-- Start of Excerpted records --

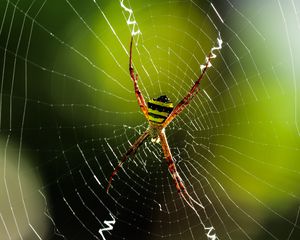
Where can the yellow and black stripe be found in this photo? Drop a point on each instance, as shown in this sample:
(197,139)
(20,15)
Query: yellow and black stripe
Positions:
(159,109)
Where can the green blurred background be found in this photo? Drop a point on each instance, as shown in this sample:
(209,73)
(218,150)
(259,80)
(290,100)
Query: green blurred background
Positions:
(65,83)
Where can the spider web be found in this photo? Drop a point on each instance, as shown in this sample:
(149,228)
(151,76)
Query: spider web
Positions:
(68,113)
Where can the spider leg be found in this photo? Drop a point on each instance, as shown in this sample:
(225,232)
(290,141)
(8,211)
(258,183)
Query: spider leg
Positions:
(134,77)
(130,151)
(175,175)
(194,90)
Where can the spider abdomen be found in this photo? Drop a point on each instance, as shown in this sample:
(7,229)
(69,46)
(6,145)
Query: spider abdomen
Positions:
(159,109)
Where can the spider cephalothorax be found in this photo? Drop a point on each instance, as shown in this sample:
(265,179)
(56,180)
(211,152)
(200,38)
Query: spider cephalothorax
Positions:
(160,112)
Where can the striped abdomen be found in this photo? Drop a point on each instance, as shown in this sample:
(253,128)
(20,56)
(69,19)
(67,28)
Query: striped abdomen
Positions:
(159,109)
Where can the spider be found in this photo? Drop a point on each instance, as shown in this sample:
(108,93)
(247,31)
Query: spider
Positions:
(160,112)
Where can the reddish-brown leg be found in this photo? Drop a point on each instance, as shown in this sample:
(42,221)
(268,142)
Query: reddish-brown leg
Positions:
(187,99)
(130,152)
(175,175)
(134,77)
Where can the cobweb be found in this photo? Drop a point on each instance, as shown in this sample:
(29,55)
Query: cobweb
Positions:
(68,113)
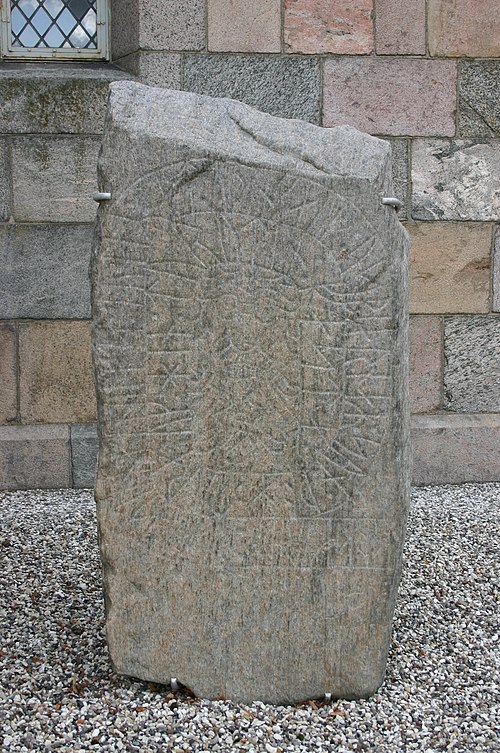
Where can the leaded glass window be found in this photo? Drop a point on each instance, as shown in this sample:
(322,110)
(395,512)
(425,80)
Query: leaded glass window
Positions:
(54,29)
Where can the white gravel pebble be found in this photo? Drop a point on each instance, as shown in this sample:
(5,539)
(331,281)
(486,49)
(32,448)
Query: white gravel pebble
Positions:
(59,692)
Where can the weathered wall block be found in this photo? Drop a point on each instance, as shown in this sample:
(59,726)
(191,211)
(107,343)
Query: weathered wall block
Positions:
(472,364)
(455,180)
(5,181)
(8,372)
(426,378)
(54,178)
(400,27)
(45,271)
(286,87)
(450,267)
(154,68)
(479,98)
(56,382)
(67,98)
(34,457)
(462,27)
(395,97)
(84,447)
(455,449)
(172,25)
(336,26)
(244,26)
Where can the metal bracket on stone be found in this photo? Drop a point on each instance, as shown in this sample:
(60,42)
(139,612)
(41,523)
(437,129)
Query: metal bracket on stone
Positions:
(392,201)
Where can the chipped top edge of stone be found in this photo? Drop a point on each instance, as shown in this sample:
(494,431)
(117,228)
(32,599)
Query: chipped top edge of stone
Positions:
(57,72)
(222,122)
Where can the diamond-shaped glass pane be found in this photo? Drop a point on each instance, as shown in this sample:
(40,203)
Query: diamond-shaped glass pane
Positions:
(54,23)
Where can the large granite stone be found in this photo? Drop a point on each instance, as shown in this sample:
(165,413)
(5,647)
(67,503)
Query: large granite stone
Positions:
(250,343)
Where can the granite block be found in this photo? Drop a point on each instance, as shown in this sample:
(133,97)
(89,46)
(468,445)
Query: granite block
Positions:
(394,97)
(455,449)
(5,181)
(173,25)
(54,178)
(34,457)
(244,26)
(45,271)
(250,344)
(8,372)
(479,98)
(84,447)
(286,87)
(124,29)
(57,380)
(400,27)
(154,68)
(496,273)
(336,26)
(450,267)
(426,378)
(65,98)
(472,364)
(455,180)
(459,28)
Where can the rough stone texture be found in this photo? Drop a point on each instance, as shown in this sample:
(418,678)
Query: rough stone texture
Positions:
(479,98)
(67,98)
(34,457)
(426,377)
(56,384)
(397,97)
(124,30)
(461,27)
(5,189)
(244,26)
(455,180)
(8,370)
(154,68)
(54,178)
(455,449)
(84,446)
(250,350)
(337,26)
(45,271)
(171,25)
(450,267)
(496,273)
(472,364)
(286,87)
(399,149)
(400,27)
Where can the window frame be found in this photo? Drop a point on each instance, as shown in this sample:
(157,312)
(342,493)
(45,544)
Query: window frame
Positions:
(9,52)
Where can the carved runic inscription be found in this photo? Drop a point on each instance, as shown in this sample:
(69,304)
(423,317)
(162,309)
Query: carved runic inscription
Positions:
(249,303)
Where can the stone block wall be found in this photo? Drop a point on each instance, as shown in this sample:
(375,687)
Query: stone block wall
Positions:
(423,74)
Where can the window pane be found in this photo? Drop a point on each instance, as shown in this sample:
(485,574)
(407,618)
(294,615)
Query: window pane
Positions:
(54,23)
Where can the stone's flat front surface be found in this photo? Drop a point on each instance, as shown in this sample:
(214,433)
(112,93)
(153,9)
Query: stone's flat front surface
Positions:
(249,301)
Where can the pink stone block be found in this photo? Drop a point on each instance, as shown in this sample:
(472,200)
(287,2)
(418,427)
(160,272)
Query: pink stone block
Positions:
(400,27)
(338,26)
(396,97)
(425,363)
(244,25)
(464,27)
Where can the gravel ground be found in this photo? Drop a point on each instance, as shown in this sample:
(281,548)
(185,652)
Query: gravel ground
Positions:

-- End of Excerpted records --

▶ [Work required]:
Copy out all the data exactly; skip the pictures.

▶ [Finished task]:
Where can the yellow and black stripe be found in this photo? Drop a point on each instance, as shown in this sample:
(197,139)
(20,15)
Query: yellow and black stripe
Positions:
(159,109)
Where can the green blurred background be found in this photo? Drop a point on each instance, as shown in this sample:
(209,73)
(218,150)
(259,80)
(290,100)
Query: green blurred background
Positions:
(65,83)
Where can the spider web be found in this photo? Drop a point on each instance, as shown in this sample:
(149,228)
(151,76)
Query: spider web
Positions:
(68,113)
Where can the spider leg be found in this photo? Drop a point on each instance, as shown in this sample:
(225,232)
(290,141)
(8,211)
(258,183)
Query: spider leg
Positions:
(134,77)
(130,151)
(175,175)
(194,90)
Where can the spider abdomen be found in this photo? Drop a point on each instance, as shown in this sample:
(7,229)
(69,46)
(6,145)
Query: spider abdomen
Positions:
(159,109)
Where can the spider cephalothorax be found in this photo? Drop a point on each instance, as shown in this sample:
(265,179)
(56,180)
(211,152)
(200,38)
Query: spider cephalothorax
Positions:
(160,112)
Where can the striped abdomen be found in this photo? Drop a point on each instance, as shown in this sample:
(253,128)
(20,56)
(69,19)
(67,28)
Query: striped abdomen
Positions:
(159,109)
Where can the spider be found in this photo? Drop a point on each instance, as shown in this sample:
(108,93)
(247,31)
Query: spider
Positions:
(160,112)
Where can the reddish-brown leg be found in this photo? Drop a point on each instance, as shown in this sample:
(42,221)
(268,142)
Query: reddish-brown leg
Positions:
(187,99)
(130,152)
(175,175)
(134,77)
Where can the cobweb be found in this photo? Drop a point on each instance, as shown in this sample:
(29,55)
Query: cobweb
Positions:
(68,113)
Where can the leaded glass window be found in this photo? Drop a point on each instance, as shown in this sample:
(322,110)
(395,512)
(425,80)
Query: leaded glass window
Positions:
(54,29)
Where can the white gravel pebble be found in this photo? Drop a point on each instance, as shown in this sample:
(5,539)
(331,281)
(486,49)
(32,448)
Query: white gravel pebble
Positions:
(59,692)
Where can the weathered wall block be found in this photo? Drop a point on each instance, as shown in this sample:
(59,726)
(191,211)
(107,343)
Query: weathered wall block
Positions:
(472,364)
(455,180)
(5,181)
(8,372)
(426,378)
(54,178)
(400,27)
(45,271)
(286,87)
(450,267)
(154,68)
(479,98)
(56,382)
(67,98)
(34,457)
(462,27)
(395,97)
(84,447)
(455,449)
(172,25)
(336,26)
(244,26)
Where can the metal bracket on stone be found in this photo? Drop a point on each instance, as shown in this sample:
(60,42)
(139,612)
(41,523)
(437,129)
Query: metal bracket on stone
Positions:
(392,201)
Where can the chipped top edge of stone be found in this photo? Drop a point on each instance, as shown in this sample:
(494,431)
(117,228)
(32,599)
Query: chipped top edge of stone
Positions:
(57,72)
(222,122)
Where can the diamond-shaped glass pane be found in this photo? Drop a point on each instance, as shown in this sample:
(40,203)
Query: diamond-shaped glass pane
Positions:
(54,23)
Where can the large granite stone be found in this photo? Drop a point on each instance, as shown in this sample:
(165,413)
(5,647)
(67,503)
Query: large granite stone
Positions:
(250,343)
Where can the granite block be found in this photo? Drop a point on each instance, as shown in this sample:
(133,97)
(89,46)
(468,445)
Query: granite block
Positions:
(394,97)
(455,449)
(5,181)
(173,25)
(54,178)
(34,457)
(244,26)
(45,271)
(250,344)
(8,372)
(479,98)
(84,447)
(286,87)
(124,29)
(57,380)
(400,27)
(154,68)
(496,273)
(336,26)
(450,267)
(426,378)
(65,98)
(472,364)
(455,180)
(459,28)
Where can the rough stone texture be found in this photo? Drop a point on each instance, as shown in this sample:
(418,678)
Query: rough stone texture
Positions:
(479,98)
(67,98)
(34,457)
(426,377)
(56,384)
(397,97)
(124,30)
(461,27)
(5,189)
(244,26)
(455,180)
(8,370)
(154,68)
(54,178)
(455,449)
(84,446)
(250,350)
(337,26)
(45,271)
(171,25)
(450,267)
(496,273)
(472,364)
(286,87)
(399,149)
(400,27)
Where can the window frame be found in this photo? Drop a point on each instance, as shown in this sample:
(157,312)
(342,493)
(45,544)
Query: window frame
Positions:
(9,52)
Where can the carved runic inscription be found in this photo? Drop a point on each instance, as shown in this sample:
(69,304)
(423,317)
(162,309)
Query: carved runic inscription
Positions:
(249,303)
Where can the stone block wall be found in this photo? Drop a point on each instance, as shown in this sample:
(375,687)
Query: stone block wall
Positions:
(423,74)
Where can the window pane be found in this photo? Drop a point on each instance, as shown in this sample:
(485,574)
(407,618)
(294,615)
Query: window pane
Positions:
(54,23)
Where can the stone's flat front surface be found in this photo? Drop a point on each instance, as shown in this sample:
(214,433)
(112,93)
(153,9)
Query: stone's flat front surface
Positions:
(249,301)
Where can the pink stone block be found in this photo? Drop a point on each instance, as shown in this sample:
(472,200)
(287,2)
(418,427)
(160,272)
Query: pink stone block
Positions:
(400,27)
(338,26)
(396,97)
(425,363)
(244,25)
(464,27)
Where can the gravel ground be found in this photo? Drop a point on each instance, as shown in this sample:
(281,548)
(185,652)
Query: gravel ground
Positions:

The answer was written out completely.